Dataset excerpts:
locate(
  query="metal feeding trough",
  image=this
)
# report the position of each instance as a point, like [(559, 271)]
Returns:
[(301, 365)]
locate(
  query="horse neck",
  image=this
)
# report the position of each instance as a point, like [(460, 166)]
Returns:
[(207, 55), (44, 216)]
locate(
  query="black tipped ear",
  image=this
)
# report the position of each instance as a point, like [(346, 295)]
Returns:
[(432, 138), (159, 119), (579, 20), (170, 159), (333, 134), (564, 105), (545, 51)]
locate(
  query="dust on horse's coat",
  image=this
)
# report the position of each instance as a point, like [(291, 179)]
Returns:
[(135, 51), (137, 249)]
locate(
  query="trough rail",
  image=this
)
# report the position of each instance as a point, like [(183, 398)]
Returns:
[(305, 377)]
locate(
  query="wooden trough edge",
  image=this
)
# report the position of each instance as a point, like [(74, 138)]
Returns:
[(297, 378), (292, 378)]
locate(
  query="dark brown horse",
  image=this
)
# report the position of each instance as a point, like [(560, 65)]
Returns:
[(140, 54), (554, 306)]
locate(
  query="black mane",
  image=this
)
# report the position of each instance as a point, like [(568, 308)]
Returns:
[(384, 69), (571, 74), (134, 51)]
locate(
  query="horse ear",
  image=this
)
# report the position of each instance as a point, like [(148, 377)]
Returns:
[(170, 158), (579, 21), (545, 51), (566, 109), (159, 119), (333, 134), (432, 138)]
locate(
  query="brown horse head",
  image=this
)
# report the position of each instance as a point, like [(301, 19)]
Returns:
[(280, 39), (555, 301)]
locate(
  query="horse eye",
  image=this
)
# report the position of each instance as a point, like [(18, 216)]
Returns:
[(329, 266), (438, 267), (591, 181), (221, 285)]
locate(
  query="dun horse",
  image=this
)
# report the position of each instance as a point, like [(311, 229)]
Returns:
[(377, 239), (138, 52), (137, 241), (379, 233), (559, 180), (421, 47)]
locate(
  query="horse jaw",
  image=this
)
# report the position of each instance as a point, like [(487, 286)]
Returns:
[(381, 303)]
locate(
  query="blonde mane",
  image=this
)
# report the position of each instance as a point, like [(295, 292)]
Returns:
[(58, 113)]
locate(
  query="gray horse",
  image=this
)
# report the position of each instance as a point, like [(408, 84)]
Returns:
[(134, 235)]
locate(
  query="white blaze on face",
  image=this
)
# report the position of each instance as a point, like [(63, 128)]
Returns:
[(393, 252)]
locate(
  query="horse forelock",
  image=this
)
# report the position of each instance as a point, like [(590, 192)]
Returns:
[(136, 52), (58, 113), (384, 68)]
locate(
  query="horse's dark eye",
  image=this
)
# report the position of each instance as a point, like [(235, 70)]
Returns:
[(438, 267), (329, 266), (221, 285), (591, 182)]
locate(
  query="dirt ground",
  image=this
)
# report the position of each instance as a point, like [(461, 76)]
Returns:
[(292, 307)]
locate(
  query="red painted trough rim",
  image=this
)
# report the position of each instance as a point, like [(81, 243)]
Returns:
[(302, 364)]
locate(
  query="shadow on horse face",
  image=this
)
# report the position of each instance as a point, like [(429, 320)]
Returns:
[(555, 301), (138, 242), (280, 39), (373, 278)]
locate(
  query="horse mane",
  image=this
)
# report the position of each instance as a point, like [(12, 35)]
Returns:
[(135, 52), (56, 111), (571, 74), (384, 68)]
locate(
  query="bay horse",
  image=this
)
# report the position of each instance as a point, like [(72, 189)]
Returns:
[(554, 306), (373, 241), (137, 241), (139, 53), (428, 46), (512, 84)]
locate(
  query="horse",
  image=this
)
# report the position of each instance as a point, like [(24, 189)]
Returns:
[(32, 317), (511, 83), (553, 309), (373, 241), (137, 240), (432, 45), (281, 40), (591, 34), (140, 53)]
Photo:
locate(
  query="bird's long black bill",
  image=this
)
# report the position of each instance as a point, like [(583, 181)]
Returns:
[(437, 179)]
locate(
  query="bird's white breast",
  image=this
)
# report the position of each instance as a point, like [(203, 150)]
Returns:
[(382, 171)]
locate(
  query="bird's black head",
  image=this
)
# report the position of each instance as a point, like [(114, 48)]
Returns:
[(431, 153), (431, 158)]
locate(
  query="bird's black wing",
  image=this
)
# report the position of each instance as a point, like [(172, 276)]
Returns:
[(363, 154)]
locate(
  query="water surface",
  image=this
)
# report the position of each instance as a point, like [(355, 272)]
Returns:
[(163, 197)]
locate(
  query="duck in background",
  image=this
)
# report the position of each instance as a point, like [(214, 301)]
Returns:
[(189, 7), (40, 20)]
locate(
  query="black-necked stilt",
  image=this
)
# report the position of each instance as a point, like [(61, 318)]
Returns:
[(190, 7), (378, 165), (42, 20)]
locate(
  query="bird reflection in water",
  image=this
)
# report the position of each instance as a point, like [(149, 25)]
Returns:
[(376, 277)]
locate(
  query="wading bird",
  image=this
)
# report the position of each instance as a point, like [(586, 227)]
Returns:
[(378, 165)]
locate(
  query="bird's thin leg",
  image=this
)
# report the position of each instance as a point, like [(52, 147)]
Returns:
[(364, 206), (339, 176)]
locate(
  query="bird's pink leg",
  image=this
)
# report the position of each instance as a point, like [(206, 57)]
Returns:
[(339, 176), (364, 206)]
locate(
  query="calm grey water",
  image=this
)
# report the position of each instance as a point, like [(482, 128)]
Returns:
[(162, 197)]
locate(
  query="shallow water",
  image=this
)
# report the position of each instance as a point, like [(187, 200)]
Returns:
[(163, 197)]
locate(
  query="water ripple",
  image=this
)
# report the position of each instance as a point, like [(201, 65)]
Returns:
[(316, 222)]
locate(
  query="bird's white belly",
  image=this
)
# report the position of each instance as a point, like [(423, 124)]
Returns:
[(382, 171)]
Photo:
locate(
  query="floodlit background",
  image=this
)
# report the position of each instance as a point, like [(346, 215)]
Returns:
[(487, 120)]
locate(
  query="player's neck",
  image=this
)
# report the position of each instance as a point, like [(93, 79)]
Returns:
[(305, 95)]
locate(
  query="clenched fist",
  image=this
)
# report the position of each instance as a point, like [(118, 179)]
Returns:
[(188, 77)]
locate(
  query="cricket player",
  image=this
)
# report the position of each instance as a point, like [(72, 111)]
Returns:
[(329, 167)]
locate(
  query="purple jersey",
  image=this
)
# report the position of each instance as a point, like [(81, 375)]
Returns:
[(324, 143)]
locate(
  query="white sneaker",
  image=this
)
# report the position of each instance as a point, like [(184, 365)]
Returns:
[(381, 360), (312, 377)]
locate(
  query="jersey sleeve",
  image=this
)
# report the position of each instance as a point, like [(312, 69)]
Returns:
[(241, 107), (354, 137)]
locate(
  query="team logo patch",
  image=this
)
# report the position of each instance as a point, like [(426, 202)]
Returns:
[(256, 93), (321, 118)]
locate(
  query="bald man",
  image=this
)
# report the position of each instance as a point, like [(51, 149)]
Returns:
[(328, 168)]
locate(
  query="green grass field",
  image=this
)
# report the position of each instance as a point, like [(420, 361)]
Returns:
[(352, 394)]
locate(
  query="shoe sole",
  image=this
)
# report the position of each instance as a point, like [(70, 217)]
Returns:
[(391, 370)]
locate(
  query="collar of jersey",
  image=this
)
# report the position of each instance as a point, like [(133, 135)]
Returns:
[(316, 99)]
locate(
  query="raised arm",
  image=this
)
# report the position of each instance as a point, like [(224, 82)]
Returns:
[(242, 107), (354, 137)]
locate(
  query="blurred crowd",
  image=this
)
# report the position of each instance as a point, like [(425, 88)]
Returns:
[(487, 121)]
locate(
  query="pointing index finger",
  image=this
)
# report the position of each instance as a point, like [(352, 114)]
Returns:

**Your objective:** From the data above, count the lines that contain "background" and write only that count.

**Solved exercise:** 2